Point-per-instance localization data
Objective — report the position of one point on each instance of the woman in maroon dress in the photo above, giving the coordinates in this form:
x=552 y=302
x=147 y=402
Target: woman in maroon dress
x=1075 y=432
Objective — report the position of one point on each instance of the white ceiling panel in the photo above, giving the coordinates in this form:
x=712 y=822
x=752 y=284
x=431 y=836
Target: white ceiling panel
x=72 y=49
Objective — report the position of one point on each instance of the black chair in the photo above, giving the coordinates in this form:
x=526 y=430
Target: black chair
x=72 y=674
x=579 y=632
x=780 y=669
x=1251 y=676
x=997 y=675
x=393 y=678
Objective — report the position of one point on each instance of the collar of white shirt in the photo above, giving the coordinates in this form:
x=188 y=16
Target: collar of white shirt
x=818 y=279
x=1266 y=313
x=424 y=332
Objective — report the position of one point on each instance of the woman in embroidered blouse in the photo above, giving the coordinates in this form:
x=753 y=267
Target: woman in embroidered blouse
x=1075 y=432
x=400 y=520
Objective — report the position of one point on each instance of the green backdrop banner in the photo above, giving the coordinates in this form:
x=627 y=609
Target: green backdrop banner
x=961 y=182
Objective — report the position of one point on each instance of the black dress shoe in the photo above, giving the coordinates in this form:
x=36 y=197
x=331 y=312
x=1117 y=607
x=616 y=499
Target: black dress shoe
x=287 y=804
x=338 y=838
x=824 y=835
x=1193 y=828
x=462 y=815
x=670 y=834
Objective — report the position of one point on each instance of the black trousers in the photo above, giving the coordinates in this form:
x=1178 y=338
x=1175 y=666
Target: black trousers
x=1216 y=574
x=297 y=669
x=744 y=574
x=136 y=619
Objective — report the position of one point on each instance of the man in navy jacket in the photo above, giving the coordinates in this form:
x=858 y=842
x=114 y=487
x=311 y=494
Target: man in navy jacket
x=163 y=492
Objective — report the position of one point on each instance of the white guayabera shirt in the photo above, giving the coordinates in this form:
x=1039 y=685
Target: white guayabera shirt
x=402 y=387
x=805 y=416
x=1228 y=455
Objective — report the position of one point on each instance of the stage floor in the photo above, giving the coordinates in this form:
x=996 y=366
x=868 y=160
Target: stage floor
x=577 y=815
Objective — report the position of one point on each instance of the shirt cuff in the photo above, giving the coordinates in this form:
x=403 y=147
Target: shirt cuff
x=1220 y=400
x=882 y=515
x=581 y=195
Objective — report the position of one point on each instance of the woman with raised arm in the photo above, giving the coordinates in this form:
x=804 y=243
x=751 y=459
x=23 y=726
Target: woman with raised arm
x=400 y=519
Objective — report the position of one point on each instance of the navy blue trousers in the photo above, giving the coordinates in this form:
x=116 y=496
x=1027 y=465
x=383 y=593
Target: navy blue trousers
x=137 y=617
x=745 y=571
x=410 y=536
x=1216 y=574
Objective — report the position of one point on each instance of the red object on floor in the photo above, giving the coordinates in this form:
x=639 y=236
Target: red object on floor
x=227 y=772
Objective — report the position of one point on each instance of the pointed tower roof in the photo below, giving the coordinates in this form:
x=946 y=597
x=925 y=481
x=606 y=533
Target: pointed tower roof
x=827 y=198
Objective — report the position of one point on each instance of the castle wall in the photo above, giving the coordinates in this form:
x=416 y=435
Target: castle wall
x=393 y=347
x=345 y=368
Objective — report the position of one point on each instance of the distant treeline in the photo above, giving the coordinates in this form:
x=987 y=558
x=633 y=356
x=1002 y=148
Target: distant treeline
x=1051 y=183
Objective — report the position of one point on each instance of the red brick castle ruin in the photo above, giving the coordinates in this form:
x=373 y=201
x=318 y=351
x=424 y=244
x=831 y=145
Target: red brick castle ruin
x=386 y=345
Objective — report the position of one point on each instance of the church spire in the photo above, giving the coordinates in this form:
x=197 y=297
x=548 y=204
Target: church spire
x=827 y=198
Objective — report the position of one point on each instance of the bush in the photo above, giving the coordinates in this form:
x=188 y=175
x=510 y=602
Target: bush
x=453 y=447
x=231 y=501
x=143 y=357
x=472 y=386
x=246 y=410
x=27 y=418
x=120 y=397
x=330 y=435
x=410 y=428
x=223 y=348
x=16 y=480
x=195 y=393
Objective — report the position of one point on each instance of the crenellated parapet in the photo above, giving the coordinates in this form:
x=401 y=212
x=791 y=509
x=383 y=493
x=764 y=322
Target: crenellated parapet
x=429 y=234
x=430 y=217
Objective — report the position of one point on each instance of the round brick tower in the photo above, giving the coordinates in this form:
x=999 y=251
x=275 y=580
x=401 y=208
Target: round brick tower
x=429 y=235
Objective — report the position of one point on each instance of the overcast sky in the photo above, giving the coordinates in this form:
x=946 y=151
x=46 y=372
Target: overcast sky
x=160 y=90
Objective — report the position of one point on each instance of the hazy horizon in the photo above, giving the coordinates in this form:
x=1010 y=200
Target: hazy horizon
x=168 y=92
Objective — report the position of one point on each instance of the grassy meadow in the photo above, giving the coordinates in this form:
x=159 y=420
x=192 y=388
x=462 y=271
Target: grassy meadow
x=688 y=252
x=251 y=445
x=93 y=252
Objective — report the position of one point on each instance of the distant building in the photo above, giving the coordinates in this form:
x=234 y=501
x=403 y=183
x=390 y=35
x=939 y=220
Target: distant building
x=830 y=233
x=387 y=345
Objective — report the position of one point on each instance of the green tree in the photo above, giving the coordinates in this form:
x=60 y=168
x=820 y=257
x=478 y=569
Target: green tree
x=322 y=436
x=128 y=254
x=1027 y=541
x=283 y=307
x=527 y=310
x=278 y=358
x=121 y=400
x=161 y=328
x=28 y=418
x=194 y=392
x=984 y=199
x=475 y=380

- **What this task involves**
Every entry shown above should be transcribed without alteration.

- **Solution to this task**
Objective — report the position of one point on each instance of the woman in maroon dress in the photo above, giving the coordinates in this form:
x=552 y=302
x=147 y=402
Target: woman in maroon dress
x=1075 y=432
Objective — report the position of one point on each instance of the white ceiling panel in the photo above, giving the coordinates in this form:
x=712 y=822
x=752 y=284
x=431 y=836
Target: white ceiling panel
x=72 y=49
Objective — report the position of one point on each instance of the black chair in the photo above, giving the coordinates in this form:
x=526 y=430
Target: black chair
x=72 y=674
x=579 y=632
x=780 y=669
x=1251 y=676
x=997 y=675
x=393 y=678
Objective — report the position of one point on each instance of the collar of white shirt in the photo above, giving the coordinates in this form:
x=188 y=16
Target: collar of white shirt
x=818 y=279
x=1266 y=313
x=424 y=332
Objective — report the position of one point on each instance of the woman in embroidered blouse in the photo above, giving the coordinates in this form:
x=753 y=267
Target: woman in embroidered blouse
x=1075 y=432
x=400 y=520
Objective — report the position of one point on each instance of the green backdrop banner in the photo above, giving the coordinates in this form:
x=627 y=609
Target: green backdrop banner
x=961 y=182
Objective — report the position of one point on each instance of the black dress shoe in the photo above, giving the coordinates in this form:
x=36 y=197
x=331 y=312
x=1117 y=607
x=616 y=499
Target: black dress shoe
x=287 y=804
x=338 y=838
x=824 y=835
x=1193 y=828
x=462 y=815
x=670 y=834
Objective — report the position of one point on each instance of the black trousers in the photo above, giving the coordinates in this form:
x=1178 y=338
x=1175 y=666
Target: black trousers
x=1216 y=574
x=297 y=669
x=744 y=574
x=136 y=619
Objective — report the position of one point on each instance of the man in navy jacket in the photo above, giving the coordinates in this form:
x=858 y=842
x=114 y=487
x=311 y=494
Target: man in navy jacket
x=163 y=492
Objective — report the position of one point on each instance of the white guayabera shirt in the photo above, giving the coordinates in this form:
x=1039 y=685
Target: white guayabera shirt
x=402 y=387
x=805 y=416
x=1228 y=455
Objective — report the position of one point on each instance of the stage floor in the photo above, giving the coordinates in this form:
x=996 y=366
x=868 y=160
Target: stage floor
x=577 y=815
Objective — report the position of one point on each instance of the shirt cuff in the photo above, giving the coordinates in this form:
x=403 y=147
Target: shirt cuff
x=1220 y=400
x=882 y=515
x=581 y=195
Objective — report the position of one point on each instance of the woman with raised arm in the photo above, giving the coordinates in this form:
x=804 y=243
x=751 y=459
x=23 y=726
Target: woman with raised arm
x=400 y=519
Objective — report the position of one point on each instance of the navy blue trousers in the photo above, giving the coordinates in this form:
x=116 y=496
x=1027 y=465
x=383 y=593
Target: navy blue trousers
x=137 y=617
x=745 y=571
x=410 y=536
x=1216 y=574
Objective — report the position of one point on each instance of the red object on floor in the photo above, giving the coordinates in this form:
x=639 y=236
Target: red object on floor
x=227 y=772
Objective — report the position of one point on each instance of the pointed tower roof in the photo below, giving the coordinates in this form:
x=946 y=597
x=925 y=481
x=606 y=533
Target: pointed tower roof
x=827 y=198
Objective — report the position of one point on each instance of the castle wall in the photo above, giving the coordinates in this form:
x=416 y=435
Target: castle wall
x=393 y=347
x=345 y=368
Objective — report the position of one point on each instance of the distant treeline in the photo above, giving the coordinates in this form:
x=987 y=558
x=633 y=356
x=1002 y=148
Target: distant treeline
x=1051 y=183
Objective — report the position of one point on each instance of the red brick castle ruin in the photo above, giving the coordinates in this form:
x=373 y=201
x=318 y=351
x=424 y=244
x=831 y=145
Target: red brick castle ruin
x=386 y=345
Objective — report the position of one point on each instance of the church spire in the photo above, giving the coordinates in this form:
x=197 y=297
x=548 y=204
Target: church spire
x=827 y=198
Objective — report the position of one point on each instance of the bush in the photo above, giving the coordinates in this form:
x=188 y=175
x=510 y=602
Target: bush
x=453 y=447
x=231 y=501
x=143 y=357
x=472 y=386
x=246 y=410
x=27 y=418
x=120 y=397
x=330 y=435
x=410 y=428
x=223 y=348
x=16 y=480
x=195 y=393
Objective — report the position of one point on each instance of the crenellated parapet in the photo above, giving the coordinates in this form:
x=401 y=212
x=791 y=509
x=383 y=493
x=764 y=322
Target: crenellated parapet
x=429 y=234
x=430 y=217
Objective — report the position of one point on each instance of the round brick tower in the photo above, giving the coordinates in this form:
x=999 y=251
x=275 y=580
x=401 y=208
Target: round brick tower
x=429 y=235
Objective — report the position of one point on each instance of the overcast sky in the photo above, giving the coordinates in this form:
x=946 y=151
x=46 y=372
Target: overcast sky
x=160 y=90
Objective — report the position of one point on each instance of the hazy horizon in the photo above, giving the coordinates in this form:
x=1010 y=200
Target: hazy horizon
x=168 y=92
Objective — report the position of one point on each instance of the grassy meadow in the photo above, giving the coordinates in this form:
x=159 y=420
x=192 y=388
x=462 y=271
Target: grassy meadow
x=688 y=252
x=251 y=445
x=93 y=252
Objective — report the position of one point on each instance of the distant building in the photo above, giving the coordinates in this form:
x=234 y=501
x=403 y=183
x=390 y=35
x=939 y=220
Target: distant building
x=830 y=233
x=387 y=345
Objective — report the position of one point on each instance of the green tree in the photo above, giving the coordinates in this form:
x=60 y=168
x=820 y=257
x=478 y=569
Target: green tree
x=322 y=436
x=128 y=254
x=1027 y=541
x=283 y=307
x=527 y=310
x=278 y=358
x=121 y=400
x=161 y=328
x=28 y=418
x=194 y=392
x=984 y=199
x=475 y=380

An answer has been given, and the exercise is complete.